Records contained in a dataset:
========
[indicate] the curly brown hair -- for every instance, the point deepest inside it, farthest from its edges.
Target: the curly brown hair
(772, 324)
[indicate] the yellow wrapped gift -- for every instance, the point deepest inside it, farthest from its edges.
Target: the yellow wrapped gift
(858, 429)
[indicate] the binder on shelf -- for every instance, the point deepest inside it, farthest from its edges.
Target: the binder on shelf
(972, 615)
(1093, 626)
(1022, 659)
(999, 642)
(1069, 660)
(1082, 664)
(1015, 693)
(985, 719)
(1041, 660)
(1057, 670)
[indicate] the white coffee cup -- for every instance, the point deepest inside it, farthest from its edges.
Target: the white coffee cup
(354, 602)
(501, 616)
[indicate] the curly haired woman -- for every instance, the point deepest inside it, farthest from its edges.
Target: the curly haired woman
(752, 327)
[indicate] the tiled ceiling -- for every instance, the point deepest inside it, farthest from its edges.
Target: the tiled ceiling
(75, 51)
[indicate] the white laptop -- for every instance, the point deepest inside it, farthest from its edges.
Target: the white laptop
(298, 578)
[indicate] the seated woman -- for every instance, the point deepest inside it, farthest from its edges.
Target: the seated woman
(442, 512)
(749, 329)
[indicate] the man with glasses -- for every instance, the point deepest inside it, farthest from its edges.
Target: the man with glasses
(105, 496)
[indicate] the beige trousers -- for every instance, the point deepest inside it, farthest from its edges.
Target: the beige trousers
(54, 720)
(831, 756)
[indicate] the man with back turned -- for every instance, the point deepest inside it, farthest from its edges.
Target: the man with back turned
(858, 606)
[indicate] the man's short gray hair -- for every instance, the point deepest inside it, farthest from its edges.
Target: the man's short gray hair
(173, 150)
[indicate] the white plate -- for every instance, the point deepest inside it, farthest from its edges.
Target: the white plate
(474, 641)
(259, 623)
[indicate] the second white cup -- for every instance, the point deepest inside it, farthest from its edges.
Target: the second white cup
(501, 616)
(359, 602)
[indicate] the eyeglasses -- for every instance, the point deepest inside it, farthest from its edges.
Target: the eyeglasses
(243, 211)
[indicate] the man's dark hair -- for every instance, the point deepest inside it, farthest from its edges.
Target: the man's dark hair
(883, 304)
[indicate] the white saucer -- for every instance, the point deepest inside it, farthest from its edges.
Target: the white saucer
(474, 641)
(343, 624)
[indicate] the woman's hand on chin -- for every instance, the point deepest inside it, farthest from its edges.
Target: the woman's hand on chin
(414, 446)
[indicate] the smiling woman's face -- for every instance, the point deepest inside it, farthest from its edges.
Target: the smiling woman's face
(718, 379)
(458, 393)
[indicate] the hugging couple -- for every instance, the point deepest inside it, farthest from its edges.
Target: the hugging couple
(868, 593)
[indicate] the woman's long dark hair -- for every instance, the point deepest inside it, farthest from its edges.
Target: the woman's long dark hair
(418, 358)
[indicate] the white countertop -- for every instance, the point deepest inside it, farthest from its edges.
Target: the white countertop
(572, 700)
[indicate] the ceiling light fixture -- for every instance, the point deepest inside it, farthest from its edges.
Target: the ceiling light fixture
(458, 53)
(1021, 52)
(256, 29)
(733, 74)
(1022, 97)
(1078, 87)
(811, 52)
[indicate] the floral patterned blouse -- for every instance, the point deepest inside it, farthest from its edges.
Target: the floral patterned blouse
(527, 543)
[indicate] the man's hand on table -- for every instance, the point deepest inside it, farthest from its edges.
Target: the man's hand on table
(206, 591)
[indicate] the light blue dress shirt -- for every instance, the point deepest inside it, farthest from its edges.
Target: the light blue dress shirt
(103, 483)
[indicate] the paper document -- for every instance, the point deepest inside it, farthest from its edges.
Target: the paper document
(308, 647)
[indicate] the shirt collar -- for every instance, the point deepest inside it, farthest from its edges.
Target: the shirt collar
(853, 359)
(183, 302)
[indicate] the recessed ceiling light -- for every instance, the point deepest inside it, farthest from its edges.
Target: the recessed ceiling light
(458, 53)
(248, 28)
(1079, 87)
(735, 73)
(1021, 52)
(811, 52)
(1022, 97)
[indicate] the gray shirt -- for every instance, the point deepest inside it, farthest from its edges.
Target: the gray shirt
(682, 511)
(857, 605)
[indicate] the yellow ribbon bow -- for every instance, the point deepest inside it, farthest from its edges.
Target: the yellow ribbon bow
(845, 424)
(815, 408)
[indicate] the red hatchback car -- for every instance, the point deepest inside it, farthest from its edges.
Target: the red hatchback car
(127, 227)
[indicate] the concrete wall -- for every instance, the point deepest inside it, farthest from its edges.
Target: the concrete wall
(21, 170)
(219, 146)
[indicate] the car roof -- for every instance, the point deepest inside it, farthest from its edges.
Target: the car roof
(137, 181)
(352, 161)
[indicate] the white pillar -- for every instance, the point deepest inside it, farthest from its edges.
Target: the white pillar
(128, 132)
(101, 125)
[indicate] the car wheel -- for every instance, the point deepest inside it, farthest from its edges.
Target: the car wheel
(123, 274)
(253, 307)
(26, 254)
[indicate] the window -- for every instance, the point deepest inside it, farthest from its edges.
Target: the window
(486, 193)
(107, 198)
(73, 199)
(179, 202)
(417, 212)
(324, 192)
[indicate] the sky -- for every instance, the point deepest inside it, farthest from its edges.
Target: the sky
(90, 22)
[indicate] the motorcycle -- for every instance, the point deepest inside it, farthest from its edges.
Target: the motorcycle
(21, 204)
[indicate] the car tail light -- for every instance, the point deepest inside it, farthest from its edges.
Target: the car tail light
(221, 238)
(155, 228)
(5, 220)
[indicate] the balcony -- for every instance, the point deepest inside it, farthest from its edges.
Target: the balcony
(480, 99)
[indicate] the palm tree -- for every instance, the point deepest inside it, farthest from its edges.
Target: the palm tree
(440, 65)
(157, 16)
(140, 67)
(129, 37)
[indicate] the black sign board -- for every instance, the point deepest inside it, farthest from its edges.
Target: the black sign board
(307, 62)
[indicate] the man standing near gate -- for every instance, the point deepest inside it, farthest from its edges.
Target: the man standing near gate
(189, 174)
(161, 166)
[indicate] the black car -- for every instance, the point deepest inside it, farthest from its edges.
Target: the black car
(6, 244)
========
Retype the entries shown above. Keep every word exactly as it is.

[indicate] the curly brown hair -- for every instance, the point deepest inside it, farthest from its edges.
Target: the curly brown hair
(772, 324)
[indicate] the yellow wrapped gift -- for every instance, the point deepest inside it, farthest from its edges.
Target: the yellow wrapped gift
(858, 429)
[indicate] the binder on shelf -- for every instance, the point deepest inside it, farthest from its edges.
Target: the binder on shelf
(972, 615)
(1093, 626)
(1022, 659)
(999, 642)
(1069, 660)
(1082, 664)
(1015, 693)
(985, 719)
(1041, 660)
(1057, 670)
[indicate] the white coffee cup -- for every instance, the point deepest inside it, farthest from its edges.
Target: the white coffee cup
(354, 602)
(501, 616)
[indicate] the curly haired woman -- for every instance, the point deepest inside it, farthest from its edges.
Target: the curly haired woman
(752, 327)
[indicate] the tiled ceiling -- for every instance, the point deepest inside it, farthest from its edges.
Target: the tiled ceiling
(75, 51)
[indicate] the white laptop -- for every instance, the point deepest inside it, farthest from its edges.
Target: the white laptop
(298, 578)
[indicate] the seated woman -- for every instance, the point deepest inside it, farthest from its edges.
Target: the seated woman
(442, 512)
(749, 329)
[indicate] the man with glasses -- for every instance, the point deepest inside it, farthest from its edges.
Target: the man with glasses
(105, 496)
[indicate] the beige trousers -- for every instance, the point deepest inside it, farthest from its edges.
Target: the beige trousers
(54, 720)
(831, 756)
[indicate] the man with back turned -- for every instance, the point deepest inside it, farthest from its edges.
Target: the man with back turned
(858, 606)
[indicate] the man's short gray hair -- for every instance, the point deepest inside it, farthest from its edges.
Target: the man's short gray hair
(173, 150)
[indicate] the white plate -- for every instance, the point deepest inside it, farthest from its edges.
Target: the white plate
(474, 641)
(259, 623)
[indicate] the second white cup -- for every instance, the point deepest inside it, farthest from its edges.
Target: the second white cup
(501, 616)
(359, 602)
[indicate] the eyeglasses -- for every instance, the point deepest inside it, farthest from its edges.
Target: the eyeglasses
(243, 211)
[indicate] the man's dark hair -- for every instance, the point deepest inside it, farthest from its edges.
Target: the man's dark hair
(883, 304)
[indicate] the white saucer -- for every instance, the point deepest inside it, farthest from its edges.
Target: the white saucer
(474, 641)
(343, 624)
[indicate] the woman's hand on chin -- for every instance, the point deepest inside it, farthest from its edges.
Target: the woman's hand on chin
(414, 446)
[indicate] the smiling woman's face -- for every instance, the point deepest inside it, farthest from its edges.
Target: the smiling woman's face
(718, 379)
(458, 393)
[indicate] the hugging couple -- for every instance, the point deepest inside it, farthest from its edges.
Target: the hugging couple
(868, 593)
[indicate] the woman's long dark hair -- for every instance, the point deepest inside it, farthest from its edges.
Target: the woman's long dark hair
(418, 358)
[indicate] the white countertop -- for every instance, the point deepest inside it, farthest from its edges.
Target: the white countertop
(572, 700)
[indicate] the ceiling light fixture -- for every instance, the point deepest inside it, farthest from its edges.
Target: the ceiling light fixture
(458, 53)
(1021, 52)
(256, 29)
(733, 74)
(1022, 97)
(1078, 87)
(811, 52)
[indicate] the floral patterned blouse -- for every instance, the point deepest inside it, farthest from its edges.
Target: the floral patterned blouse
(527, 543)
[indicate] the man's hand on table -- for every instance, the point deepest inside it, farthest from its edges.
Target: the man's hand on table
(206, 591)
[indicate] the light blue dress shirt -- for every instance, the point deepest inside it, farthest from its edges.
Target: the light blue dress shirt
(103, 483)
[indicate] the paper document -- for every instance, the point deepest inside it, farthest from its edges.
Target: the paper document
(308, 647)
[indicate] the shirt collar -- for every instance, the point deepest inside it, farthest from its edges.
Target: the shirt collar
(853, 359)
(183, 302)
[indicate] the recessed ceiling light -- for every instance, the point deepest inside it, farthest from its edges.
Target: the recessed ceiling light
(458, 53)
(248, 28)
(1079, 87)
(735, 73)
(1021, 52)
(811, 52)
(1022, 97)
[indicate] the gray shirt -- for every instance, the point deepest inside it, farthest from its edges.
Target: the gray shirt
(682, 511)
(857, 605)
[indicate] the yellow ribbon bow -- for every instance, the point deepest inside it, farthest from its edges.
Target: the yellow ribbon bow
(845, 424)
(815, 408)
[indicate] the red hatchback car -- for every instance, the point deepest inside it, farthest from its edges.
Target: the red hatchback car
(127, 227)
[indicate] the concrete wall -- for every instance, the point deepest inside it, farthest from its edges.
Target: the concrete wall
(21, 170)
(219, 146)
[indicate] the car roof -- for every instance, the point deepest inside it, farthest from its edges.
Target: the car roof
(137, 181)
(352, 161)
[indicate] the white pillar -- for every instance, the point deepest inside it, farthest from its edges.
Target: the white pillar
(128, 132)
(101, 125)
[indicate] the car wheel -- for every instance, the point deepest inside it, farthest from its edges.
Target: the car wheel
(123, 274)
(253, 307)
(26, 254)
[indicate] the window -- for every instance, the point deepest inside it, farthest from its edges.
Target: the window
(486, 193)
(107, 198)
(73, 199)
(179, 202)
(417, 212)
(324, 192)
[indicate] the sky -- for every instance, the point deepest inside it, farthest from its edges.
Target: the sky
(90, 22)
[indicate] the motorcycle -- for every instance, the point deepest inside it, farthest from its edges.
Target: the motorcycle
(21, 204)
[indicate] the car tail light -- for every instance, the point deepest inside it, farthest from its edges.
Target: the car tail light
(221, 238)
(155, 228)
(5, 220)
[indicate] the balcony -- for every instance, the point deepest inside it, farthest from its edges.
Target: the balcony
(480, 99)
[indicate] the palm tree -- for every instance, the point deepest inside it, farthest from its edges.
Target: the palm tree
(440, 65)
(157, 16)
(140, 67)
(129, 37)
[indicate] the black sign board -- for every instance, the point deepest inside it, farthest from its edges.
Target: the black sign board
(307, 62)
[indicate] the man standing near gate -- for every instance, the point deepest inside it, farthest from its edges.
Target: the man standing near gate
(189, 174)
(161, 166)
[indicate] the black car -- for every instance, the point deepest inside it, farthest from its edges.
Target: the black car
(6, 244)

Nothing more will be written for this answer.